Problem: Rewrite the material from its first line through the line containing "<point>1229,627</point>", inclusive, putting "faraway" in place of "distant" and leaving everything else unchanged.

-------- Data to use

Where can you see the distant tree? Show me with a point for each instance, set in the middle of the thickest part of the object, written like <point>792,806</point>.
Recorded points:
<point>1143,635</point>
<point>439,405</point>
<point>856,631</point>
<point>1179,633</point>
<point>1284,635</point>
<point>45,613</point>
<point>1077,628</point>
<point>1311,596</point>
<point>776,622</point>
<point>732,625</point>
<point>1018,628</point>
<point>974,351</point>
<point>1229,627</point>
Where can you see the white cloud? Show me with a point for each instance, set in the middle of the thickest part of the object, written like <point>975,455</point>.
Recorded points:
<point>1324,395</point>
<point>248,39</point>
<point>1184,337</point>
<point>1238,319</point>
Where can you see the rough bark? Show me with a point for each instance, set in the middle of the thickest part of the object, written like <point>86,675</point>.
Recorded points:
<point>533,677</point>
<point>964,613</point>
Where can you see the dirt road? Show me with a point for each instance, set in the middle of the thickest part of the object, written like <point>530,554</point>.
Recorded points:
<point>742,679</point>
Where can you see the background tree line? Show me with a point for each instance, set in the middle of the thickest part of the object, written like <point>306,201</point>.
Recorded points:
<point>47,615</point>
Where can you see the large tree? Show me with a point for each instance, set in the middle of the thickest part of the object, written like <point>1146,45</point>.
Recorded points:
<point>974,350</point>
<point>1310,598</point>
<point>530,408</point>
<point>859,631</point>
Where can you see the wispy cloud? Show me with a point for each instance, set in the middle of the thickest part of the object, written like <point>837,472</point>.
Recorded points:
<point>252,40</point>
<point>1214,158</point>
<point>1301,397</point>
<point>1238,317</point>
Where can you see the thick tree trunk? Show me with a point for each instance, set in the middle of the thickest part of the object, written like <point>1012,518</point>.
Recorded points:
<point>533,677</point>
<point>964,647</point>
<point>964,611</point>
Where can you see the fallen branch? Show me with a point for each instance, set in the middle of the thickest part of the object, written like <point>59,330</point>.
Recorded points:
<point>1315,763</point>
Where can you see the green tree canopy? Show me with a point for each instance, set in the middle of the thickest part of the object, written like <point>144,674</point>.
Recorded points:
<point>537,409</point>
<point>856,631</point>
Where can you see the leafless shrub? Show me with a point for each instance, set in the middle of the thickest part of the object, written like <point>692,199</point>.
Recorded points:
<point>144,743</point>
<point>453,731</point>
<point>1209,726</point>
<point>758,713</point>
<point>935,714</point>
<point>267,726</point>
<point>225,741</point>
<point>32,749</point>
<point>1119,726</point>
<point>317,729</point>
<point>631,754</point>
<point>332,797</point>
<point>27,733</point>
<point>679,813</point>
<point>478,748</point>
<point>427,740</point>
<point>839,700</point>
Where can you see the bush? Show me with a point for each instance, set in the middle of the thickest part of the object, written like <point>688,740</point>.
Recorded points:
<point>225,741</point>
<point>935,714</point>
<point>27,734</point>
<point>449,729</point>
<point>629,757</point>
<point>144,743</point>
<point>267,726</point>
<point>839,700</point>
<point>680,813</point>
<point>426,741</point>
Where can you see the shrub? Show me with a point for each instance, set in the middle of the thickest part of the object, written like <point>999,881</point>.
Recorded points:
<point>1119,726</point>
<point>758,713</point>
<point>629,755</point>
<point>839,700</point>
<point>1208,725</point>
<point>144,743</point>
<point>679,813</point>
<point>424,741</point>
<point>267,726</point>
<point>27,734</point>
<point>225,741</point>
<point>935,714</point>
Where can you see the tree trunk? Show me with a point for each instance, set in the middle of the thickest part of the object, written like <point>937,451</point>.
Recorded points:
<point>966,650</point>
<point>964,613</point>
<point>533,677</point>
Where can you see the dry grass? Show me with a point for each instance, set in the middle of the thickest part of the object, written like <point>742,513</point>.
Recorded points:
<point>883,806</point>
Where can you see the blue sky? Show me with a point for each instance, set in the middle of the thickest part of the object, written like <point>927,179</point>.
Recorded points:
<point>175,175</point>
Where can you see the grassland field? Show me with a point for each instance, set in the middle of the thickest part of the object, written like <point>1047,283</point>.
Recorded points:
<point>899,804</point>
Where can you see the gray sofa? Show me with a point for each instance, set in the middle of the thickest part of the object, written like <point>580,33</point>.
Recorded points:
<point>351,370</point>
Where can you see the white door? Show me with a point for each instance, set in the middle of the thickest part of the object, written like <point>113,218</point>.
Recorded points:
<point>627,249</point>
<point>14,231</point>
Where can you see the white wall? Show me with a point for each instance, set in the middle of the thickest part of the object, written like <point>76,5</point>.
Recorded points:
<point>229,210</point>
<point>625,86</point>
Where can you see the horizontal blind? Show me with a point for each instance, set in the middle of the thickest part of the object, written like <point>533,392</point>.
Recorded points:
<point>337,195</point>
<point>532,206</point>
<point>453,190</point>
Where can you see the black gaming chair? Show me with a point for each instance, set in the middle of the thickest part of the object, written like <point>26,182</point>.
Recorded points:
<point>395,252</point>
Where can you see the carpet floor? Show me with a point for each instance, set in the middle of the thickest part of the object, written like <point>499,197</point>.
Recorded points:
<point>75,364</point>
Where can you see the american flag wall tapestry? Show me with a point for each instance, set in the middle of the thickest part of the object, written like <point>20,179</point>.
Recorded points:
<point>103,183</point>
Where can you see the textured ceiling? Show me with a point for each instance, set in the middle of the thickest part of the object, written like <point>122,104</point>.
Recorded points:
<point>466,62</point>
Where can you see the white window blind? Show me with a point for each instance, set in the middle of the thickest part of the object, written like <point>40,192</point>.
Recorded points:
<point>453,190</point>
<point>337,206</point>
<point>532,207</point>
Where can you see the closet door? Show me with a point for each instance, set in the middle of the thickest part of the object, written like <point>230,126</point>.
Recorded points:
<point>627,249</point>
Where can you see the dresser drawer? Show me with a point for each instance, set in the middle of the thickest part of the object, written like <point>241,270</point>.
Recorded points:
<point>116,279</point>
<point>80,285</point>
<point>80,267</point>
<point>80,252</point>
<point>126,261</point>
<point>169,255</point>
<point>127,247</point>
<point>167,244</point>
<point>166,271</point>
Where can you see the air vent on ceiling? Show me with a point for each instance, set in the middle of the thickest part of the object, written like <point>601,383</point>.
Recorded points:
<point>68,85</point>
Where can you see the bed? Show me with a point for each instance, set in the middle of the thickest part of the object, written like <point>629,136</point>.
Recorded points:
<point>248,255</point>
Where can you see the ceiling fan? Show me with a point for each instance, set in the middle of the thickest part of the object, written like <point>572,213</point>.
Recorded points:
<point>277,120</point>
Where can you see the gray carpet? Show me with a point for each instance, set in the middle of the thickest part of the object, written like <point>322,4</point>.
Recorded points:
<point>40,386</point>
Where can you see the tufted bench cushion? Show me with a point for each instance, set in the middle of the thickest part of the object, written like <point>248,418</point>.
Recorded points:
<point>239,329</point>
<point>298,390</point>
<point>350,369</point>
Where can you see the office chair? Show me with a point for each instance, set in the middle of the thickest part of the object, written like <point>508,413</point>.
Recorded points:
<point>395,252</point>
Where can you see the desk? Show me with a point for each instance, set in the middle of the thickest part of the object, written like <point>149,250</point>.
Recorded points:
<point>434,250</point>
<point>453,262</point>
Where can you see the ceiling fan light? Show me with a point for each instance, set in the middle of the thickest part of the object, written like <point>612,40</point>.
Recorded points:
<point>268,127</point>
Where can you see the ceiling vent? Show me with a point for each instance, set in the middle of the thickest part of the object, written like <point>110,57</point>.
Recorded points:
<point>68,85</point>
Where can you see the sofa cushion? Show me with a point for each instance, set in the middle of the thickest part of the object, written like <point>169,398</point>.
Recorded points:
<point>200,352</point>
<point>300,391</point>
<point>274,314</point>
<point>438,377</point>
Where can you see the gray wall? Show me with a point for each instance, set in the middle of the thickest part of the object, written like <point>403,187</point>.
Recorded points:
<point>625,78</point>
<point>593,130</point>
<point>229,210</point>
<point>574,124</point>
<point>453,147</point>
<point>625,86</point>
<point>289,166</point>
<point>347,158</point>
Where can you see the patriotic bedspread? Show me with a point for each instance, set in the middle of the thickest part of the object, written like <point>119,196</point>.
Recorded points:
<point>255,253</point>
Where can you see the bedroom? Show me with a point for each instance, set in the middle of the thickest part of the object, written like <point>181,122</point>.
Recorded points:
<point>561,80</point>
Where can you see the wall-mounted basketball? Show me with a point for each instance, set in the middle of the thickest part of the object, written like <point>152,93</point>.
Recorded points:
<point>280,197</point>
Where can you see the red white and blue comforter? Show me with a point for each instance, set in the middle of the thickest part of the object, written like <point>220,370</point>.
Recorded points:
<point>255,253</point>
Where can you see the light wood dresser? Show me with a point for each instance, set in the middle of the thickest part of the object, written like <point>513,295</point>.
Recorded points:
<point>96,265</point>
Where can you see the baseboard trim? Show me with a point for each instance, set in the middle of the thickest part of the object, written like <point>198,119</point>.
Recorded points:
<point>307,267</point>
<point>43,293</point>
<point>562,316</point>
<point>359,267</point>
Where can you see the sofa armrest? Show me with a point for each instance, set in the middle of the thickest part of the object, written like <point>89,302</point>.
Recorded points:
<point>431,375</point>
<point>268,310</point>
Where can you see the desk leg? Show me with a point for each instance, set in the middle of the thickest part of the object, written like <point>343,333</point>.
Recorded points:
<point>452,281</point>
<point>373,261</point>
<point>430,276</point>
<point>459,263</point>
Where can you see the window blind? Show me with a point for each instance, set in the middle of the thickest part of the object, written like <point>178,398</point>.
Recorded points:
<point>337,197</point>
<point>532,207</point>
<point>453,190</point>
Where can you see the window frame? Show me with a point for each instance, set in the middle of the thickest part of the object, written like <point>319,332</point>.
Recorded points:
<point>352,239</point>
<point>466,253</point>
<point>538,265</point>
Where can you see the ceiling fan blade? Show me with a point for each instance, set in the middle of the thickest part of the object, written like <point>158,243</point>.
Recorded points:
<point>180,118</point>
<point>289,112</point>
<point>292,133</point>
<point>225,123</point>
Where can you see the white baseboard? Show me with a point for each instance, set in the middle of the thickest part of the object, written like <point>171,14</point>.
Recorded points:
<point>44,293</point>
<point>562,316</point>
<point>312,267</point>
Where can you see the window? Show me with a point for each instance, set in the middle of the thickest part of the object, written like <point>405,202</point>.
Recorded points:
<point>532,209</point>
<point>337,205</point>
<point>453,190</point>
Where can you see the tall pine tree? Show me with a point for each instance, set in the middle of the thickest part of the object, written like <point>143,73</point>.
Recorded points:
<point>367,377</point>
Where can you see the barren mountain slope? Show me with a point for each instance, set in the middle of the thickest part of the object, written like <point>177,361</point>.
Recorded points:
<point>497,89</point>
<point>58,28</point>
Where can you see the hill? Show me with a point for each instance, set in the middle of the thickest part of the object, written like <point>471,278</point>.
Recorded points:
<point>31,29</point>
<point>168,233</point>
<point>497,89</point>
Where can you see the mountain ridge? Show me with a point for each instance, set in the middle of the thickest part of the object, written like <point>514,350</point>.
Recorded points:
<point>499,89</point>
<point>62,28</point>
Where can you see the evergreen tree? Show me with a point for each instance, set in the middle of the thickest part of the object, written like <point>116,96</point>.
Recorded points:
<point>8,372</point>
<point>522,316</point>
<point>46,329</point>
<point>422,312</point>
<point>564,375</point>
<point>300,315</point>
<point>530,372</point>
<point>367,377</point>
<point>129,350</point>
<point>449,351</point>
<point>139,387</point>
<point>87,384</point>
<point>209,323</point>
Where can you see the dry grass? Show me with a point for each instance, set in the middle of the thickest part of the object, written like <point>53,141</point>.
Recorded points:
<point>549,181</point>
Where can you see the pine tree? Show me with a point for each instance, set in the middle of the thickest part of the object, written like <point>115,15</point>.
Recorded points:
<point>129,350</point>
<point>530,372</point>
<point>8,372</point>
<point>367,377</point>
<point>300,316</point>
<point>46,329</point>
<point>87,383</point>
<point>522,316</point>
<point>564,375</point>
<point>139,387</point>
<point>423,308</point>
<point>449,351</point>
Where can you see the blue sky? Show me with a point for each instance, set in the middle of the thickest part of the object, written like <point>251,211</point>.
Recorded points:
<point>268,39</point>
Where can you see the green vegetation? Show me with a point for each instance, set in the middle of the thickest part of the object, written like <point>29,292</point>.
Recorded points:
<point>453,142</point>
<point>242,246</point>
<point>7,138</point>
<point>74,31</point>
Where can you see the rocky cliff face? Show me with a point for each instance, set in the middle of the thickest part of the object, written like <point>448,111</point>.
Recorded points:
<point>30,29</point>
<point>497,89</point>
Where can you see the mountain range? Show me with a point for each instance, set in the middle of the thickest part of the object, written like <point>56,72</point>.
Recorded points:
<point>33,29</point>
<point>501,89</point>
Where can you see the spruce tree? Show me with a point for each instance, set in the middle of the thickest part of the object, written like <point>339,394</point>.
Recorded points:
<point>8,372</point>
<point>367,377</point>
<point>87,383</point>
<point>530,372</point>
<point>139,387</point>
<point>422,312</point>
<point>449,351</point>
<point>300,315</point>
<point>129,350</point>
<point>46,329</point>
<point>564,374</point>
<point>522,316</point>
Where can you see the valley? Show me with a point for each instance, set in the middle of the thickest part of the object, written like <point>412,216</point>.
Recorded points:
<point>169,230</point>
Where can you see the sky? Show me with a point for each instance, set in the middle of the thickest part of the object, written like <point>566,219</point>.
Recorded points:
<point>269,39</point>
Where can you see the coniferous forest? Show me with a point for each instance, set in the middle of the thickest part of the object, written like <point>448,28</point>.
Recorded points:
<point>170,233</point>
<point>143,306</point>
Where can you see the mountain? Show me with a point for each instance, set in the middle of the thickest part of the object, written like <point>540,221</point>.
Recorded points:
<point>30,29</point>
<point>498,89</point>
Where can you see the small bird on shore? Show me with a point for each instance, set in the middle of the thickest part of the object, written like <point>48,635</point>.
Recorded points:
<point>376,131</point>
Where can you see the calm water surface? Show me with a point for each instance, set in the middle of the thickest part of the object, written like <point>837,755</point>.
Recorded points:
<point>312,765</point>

----------------

Output for this exercise:
Where can you see the faraway tree? Show me with a point for each instance, set in the middle of the thickest part of the object, written like <point>792,806</point>.
Recorded points:
<point>1143,635</point>
<point>439,405</point>
<point>856,631</point>
<point>1179,633</point>
<point>1284,635</point>
<point>45,613</point>
<point>1077,628</point>
<point>1311,596</point>
<point>776,622</point>
<point>732,625</point>
<point>1018,628</point>
<point>974,351</point>
<point>1229,627</point>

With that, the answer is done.